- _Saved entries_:
===

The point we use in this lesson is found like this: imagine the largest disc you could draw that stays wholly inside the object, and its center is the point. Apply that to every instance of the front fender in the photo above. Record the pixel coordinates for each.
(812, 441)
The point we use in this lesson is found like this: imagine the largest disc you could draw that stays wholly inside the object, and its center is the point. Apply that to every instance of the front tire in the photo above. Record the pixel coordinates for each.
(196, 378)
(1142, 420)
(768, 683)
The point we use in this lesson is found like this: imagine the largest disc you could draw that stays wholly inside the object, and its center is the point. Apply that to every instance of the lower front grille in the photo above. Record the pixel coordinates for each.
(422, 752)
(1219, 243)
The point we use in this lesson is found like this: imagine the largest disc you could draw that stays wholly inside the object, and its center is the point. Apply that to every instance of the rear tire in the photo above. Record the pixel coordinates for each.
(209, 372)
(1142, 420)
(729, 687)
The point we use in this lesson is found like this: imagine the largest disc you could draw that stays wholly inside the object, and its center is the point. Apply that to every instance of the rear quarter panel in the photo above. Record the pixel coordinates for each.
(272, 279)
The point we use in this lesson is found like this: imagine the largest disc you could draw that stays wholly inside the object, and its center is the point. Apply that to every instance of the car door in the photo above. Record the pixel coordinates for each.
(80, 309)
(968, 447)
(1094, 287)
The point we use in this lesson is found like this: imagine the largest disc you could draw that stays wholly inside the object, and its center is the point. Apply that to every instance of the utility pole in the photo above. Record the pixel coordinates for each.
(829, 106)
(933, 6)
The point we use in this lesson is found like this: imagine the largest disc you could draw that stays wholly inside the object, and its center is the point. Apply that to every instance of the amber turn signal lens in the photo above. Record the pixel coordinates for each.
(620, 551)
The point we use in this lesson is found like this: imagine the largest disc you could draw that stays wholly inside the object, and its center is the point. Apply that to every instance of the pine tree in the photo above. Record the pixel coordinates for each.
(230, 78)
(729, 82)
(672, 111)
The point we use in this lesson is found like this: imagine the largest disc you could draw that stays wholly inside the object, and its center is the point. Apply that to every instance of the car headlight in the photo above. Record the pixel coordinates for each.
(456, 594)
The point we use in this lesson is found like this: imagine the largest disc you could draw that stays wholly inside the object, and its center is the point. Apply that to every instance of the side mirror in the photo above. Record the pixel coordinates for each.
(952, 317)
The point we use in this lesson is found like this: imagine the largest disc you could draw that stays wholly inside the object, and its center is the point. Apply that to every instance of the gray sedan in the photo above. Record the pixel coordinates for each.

===

- _Exercise brief_:
Each entry above needs to be duplicated exactly.

- _Answer box_:
The point we use in this lesson is found like this: imagine the largest disc you could draw that stays wholly inside the object, and its center is the point. Apply that to every instance of the front fender in the photo above. Record the pixel coordinates for each.
(812, 441)
The point we use in this lesson is found like this: imagine the largest disc you could draw that stays wholly inside the object, and its center is the point. Apply that to every instance of the front tire in the photo above. Record the pixel coordinates for each.
(196, 378)
(1142, 420)
(768, 683)
The point we use in this lesson is found like this: imagine the largest disc you could draw that stays wholly inside the object, and its center is the point. Apply that to every instance of the lower front grille in the photo above. Record the pixel coordinates for each.
(422, 752)
(1219, 243)
The point we use in this lesson is found like this: imagine the largest disc you could draw that stays wholly inside the object, and its center is the point. Apply that to every instance of the rear tire in the photo above. Record the pixel coordinates for each.
(209, 372)
(1142, 420)
(729, 687)
The point we use in this lesson is found like this: imagine the largest disc you could draw that stays wholly inside the object, and its center is the point. Apply that to every instance of the rear quarter panel in the photo above. Record the pixel coordinates for each.
(272, 279)
The point we use in this lesson is found like this: imagine the largest disc you could draw that stays wholly inside the object, and its center is the point. Apply that to every instance of the car door in the photo above. Record the pixel coordinates for each.
(80, 309)
(968, 447)
(1094, 287)
The point we use in this lesson is found like this: imagine the largest disc you could draw that stays wholly inside the object, and its center is the point. Apply that to every instance of the utility pole in the photo above. Record the pixel coordinates for each.
(829, 106)
(933, 6)
The point we use in this lesson is found like this: imagine the largest disc you could draw that stays wholly inside the object, and its center is the point. Apply that to every instance of the amber turn signal lens in the photo above. Record the pixel coordinates for each.
(620, 551)
The point we use in this lesson is found like this: imagine the largest disc you could draw that stays wholly inside the object, and its center is the point. Apply that to every instance of the pine tree in the photo above. Record the pixel coordinates for each.
(230, 78)
(729, 82)
(672, 111)
The point we use in this lesson is found like this: imagine the largest disc you could draw that stays wholly inside the object, and its center is the point. Apply that to every instance of the car headlight in the photo above. Record the pixel coordinates for each.
(456, 594)
The point we use in this lesson is found like this: imagine the largest disc you could draw that stays wholly inside the object, and its center is the point. Apply that to every instance of the side mirror in the photo above. Record the pixel coordinates for each.
(952, 317)
The point we use in this lesson is found like this: imagine the largest disc you could draw that stays wholly inside the object, and its center is the point. Apply that to every instance of the gray sedan in the photo above. Record the pixel coordinates for each.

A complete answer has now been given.